■ What the exercise asks: Write out every entry once more, character for character.

━━━ Provided material

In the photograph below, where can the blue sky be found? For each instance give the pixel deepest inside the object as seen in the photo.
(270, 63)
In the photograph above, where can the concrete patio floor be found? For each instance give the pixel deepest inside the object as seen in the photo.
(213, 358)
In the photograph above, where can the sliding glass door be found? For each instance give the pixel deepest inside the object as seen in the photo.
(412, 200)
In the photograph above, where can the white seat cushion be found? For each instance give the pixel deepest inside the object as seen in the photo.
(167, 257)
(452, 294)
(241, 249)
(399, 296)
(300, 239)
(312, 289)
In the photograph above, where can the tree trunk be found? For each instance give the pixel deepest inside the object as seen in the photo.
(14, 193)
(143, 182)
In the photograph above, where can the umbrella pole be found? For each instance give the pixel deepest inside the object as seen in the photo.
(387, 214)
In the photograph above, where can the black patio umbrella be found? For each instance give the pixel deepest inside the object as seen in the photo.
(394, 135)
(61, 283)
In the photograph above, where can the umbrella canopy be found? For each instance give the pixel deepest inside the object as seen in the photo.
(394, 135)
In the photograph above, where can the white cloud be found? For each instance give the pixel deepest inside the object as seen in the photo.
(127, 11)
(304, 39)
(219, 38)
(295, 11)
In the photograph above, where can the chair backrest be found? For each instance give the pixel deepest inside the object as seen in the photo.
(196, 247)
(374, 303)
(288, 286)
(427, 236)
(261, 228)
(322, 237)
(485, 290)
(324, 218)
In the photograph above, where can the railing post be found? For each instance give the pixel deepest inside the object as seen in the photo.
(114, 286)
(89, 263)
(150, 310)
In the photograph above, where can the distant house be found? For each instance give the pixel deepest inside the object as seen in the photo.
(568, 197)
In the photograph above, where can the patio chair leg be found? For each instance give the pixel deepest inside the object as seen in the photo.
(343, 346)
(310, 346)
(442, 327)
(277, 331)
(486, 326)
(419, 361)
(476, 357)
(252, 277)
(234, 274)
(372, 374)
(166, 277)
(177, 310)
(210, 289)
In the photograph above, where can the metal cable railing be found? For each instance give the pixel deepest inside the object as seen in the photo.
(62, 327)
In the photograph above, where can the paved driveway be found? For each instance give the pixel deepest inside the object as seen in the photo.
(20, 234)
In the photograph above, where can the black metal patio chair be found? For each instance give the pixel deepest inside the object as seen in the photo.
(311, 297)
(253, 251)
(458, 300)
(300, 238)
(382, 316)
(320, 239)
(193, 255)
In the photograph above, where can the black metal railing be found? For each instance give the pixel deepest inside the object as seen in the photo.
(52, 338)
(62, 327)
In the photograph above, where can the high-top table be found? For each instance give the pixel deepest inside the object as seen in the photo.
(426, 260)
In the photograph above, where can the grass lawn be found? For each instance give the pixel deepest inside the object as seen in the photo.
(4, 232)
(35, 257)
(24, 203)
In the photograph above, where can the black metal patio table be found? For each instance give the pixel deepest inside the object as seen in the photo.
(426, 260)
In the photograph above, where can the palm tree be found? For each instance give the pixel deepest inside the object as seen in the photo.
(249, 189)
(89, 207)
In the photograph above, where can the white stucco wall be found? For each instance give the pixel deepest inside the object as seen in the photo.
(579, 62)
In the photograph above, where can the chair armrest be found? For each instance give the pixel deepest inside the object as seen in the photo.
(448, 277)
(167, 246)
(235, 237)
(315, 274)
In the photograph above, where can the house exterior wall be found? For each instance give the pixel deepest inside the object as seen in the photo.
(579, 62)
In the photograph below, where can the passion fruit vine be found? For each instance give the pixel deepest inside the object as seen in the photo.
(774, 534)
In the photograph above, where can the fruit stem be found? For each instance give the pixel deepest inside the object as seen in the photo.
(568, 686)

━━━━━━

■ Output:
In the photograph below, where can the blue sky be found? For each instance give the pixel deepest inside the object as seen in the photo.
(270, 63)
In the photograph above, where can the concrete patio floor be found? For each instance give the pixel deepest inside the object as seen in the photo.
(213, 358)
In the photograph above, where can the sliding glass door be found? For each instance give the pixel deepest inside the object as seen in the photo.
(412, 200)
In the photograph above, where can the white seat cushion be found? For each instance give the pixel deepest inside the object as seen in the photo.
(167, 257)
(452, 294)
(241, 249)
(399, 296)
(300, 239)
(312, 289)
In the photograph above, where can the tree trunk be found? For each instance give the pixel deepest inside the object as seen in the photo.
(14, 193)
(143, 182)
In the photograph above, where can the umbrella pole be found? For each instance give the pixel deepest inside the object as seen in the photo.
(387, 214)
In the photograph above, where can the black patio umbrella be found? For each instance give the pixel deepest inside the object as seen in the photo.
(394, 135)
(61, 283)
In the photograph above, where can the umbrella canopy be found? For each instance give the pixel deepest inside the object as seen in the photo.
(394, 135)
In the photograph above, where can the white cloud be found? For each instance give the pixel deepest inside the object as seen in the photo.
(127, 11)
(304, 39)
(219, 38)
(295, 11)
In the photograph above, where can the chair backrest be found? For each instance give the pixel deepest inside the object as seen in the photo.
(196, 247)
(374, 303)
(288, 286)
(427, 236)
(261, 228)
(322, 237)
(485, 290)
(324, 218)
In the photograph above, where can the railing post be found? For each instance give the pixel deepest inside the object as seen in the photo.
(114, 286)
(89, 263)
(150, 310)
In the photograph above, where can the distant house be found? For each instance give the pixel deepest inside the object as seen in the photo.
(568, 197)
In the photograph above, where can the patio chair leg be found? For each instance give the pixel deepest inside the object as seen in the photo.
(343, 346)
(310, 346)
(442, 327)
(277, 331)
(486, 326)
(419, 361)
(476, 357)
(252, 277)
(234, 274)
(372, 374)
(166, 277)
(177, 310)
(210, 289)
In the photograph above, where can the metal cable railing be found? For each instance give the pixel deepest inside the object as seen in the photo.
(62, 327)
In the photograph above, where can the paved driveway be found? For each instance give the pixel deepest inside the object as seen in the photo.
(20, 234)
In the photograph above, where can the black metal patio chair be found? For each instance give the pixel deepest inside the object as seen in the photo.
(311, 297)
(253, 251)
(458, 300)
(300, 238)
(382, 316)
(320, 239)
(193, 255)
In the photograph above, where can the black metal railing be found? For each instance give the pixel deepest inside the object as seen in the photo.
(52, 338)
(62, 327)
In the photograph above, where can the high-top table be found? For each instance give the pixel deepest inside the object as seen in the photo.
(426, 260)
In the photograph above, where can the grass lawn be found? For each instance give the pixel deepest inside the object as seen in the photo.
(4, 232)
(35, 257)
(24, 203)
In the photograph above, where can the black metal patio table be found? For each instance give the pixel deepest inside the object as seen in the photo.
(426, 260)
In the photograph above, where can the palm tree be found? For each instance give the pixel deepest inside the object as seen in the photo.
(249, 189)
(89, 207)
In the photograph above, where can the white stucco wall be found? For each instance give the pixel deepest inside the object as seen in the photo.
(579, 62)
In the photograph above, where can the chair armrest be found? For each instance give the pixel deepest inside the object as seen in the photo.
(448, 277)
(167, 246)
(235, 237)
(315, 274)
In the photograph above, where can the house exterior wall be found? For each instance give the pixel deepest inside the object as seen in the photo.
(579, 62)
In the photograph below, where can the passion fruit vine be found? For each instance give the pixel deepest inside the object as seen in the photo.
(774, 534)
In the photograph above, where can the fruit stem be found? For each instance give the pixel deepest inside the object as seen in the photo.
(568, 686)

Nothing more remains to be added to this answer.